[Given instruction A]:
Answer these questions about the piece on John Boehner's tears, one answer per line:
(i) Whose slightest suggestion of a tear is said to have sunk a 1972 presidential campaign?
(ii) During which primaries was Hillary Clinton accused of crying crocodile tears?
(iii) What title does the piece give the new Speaker in place of "Speaker of the House"?

[Document segment]:
──────────

Between the Lines: The tracks of John Boehner’s tears
Pity the poor liberals. They spent decades convincing Americans that it was a good thing for women to be strong, high-profile leaders. So who comes along and grabs the mantle of the high-profile political woman? Not a liberal, but the dreaded Sarah Palin.
Then after years of creating space for men to be more in touch with their feelings, liberals have to watch new Speaker of the House John Boehner — he of the tough-guy politics and country club demeanor — become the most emotive man in public life.
It’s enough to make progressives want to go out and burn a bra.
In the meantime, the rest of the country is trying to figure out what it thinks about the new Weeper of the House.
Do Speaker Boehner’s tears — which flow with sentimental regularity — reflect instability, or just someone who’s not afraid to show his strong feelings about country and family?
Many Democrats are profoundly skeptical about his lachrymose behavior. They recall when the slightest suggestion of a tear in Ed Muskie’s eye sunk his 1972 presidential campaign.
They remember when a genuinely choked-up Hillary Clinton was accused during the 2008 primaries of crying crocodile tears for political advantage.
For former Speaker of the House Nancy Pelosi, tears are pretty much off-limits.

──────────

[Input data]:
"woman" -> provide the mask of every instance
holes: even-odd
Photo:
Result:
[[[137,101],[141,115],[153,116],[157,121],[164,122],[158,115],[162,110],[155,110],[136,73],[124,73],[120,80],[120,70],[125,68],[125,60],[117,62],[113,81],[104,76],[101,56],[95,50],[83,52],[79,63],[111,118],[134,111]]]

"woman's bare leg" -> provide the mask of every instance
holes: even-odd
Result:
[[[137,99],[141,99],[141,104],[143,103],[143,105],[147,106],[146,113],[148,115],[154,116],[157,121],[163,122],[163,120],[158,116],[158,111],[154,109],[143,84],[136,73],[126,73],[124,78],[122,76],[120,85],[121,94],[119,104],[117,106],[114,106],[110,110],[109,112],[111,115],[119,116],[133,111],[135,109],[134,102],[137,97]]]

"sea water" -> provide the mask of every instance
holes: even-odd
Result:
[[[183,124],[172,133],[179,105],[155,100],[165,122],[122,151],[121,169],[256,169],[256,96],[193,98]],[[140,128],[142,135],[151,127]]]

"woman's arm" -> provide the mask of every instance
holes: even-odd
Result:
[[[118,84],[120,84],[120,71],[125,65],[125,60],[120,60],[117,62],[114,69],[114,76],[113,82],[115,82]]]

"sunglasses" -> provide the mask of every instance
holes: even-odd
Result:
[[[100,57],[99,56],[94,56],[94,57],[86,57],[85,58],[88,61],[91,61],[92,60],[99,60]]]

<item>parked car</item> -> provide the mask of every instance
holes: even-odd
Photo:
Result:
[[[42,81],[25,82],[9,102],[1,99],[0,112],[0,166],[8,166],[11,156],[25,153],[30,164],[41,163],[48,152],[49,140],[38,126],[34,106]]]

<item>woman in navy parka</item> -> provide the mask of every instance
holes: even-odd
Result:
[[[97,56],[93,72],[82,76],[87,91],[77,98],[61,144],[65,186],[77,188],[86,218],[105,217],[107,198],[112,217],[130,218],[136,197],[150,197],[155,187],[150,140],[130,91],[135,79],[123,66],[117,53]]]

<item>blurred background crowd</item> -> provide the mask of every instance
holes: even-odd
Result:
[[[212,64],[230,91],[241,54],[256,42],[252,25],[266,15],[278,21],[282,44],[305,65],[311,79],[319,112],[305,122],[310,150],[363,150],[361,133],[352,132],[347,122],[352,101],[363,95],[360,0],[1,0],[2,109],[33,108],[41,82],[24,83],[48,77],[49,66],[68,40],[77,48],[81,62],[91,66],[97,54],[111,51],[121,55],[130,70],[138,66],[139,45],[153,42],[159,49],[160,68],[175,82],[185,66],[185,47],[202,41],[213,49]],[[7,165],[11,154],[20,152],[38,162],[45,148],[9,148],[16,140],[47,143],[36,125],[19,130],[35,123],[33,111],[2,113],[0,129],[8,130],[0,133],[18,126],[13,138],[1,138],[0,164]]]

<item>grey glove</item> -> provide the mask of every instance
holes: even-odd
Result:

──────────

[Given instruction B]: Write out the rows above, starting with the line that contains "<item>grey glove</item> ->" and going on through the last line of the rows, including both ends.

[Worked answer A]:
(i) Ed Muskie
(ii) The 2008 primaries
(iii) Weeper of the House

[Worked answer B]:
<item>grey glove</item> -> provide the mask of every instance
holes: even-odd
Result:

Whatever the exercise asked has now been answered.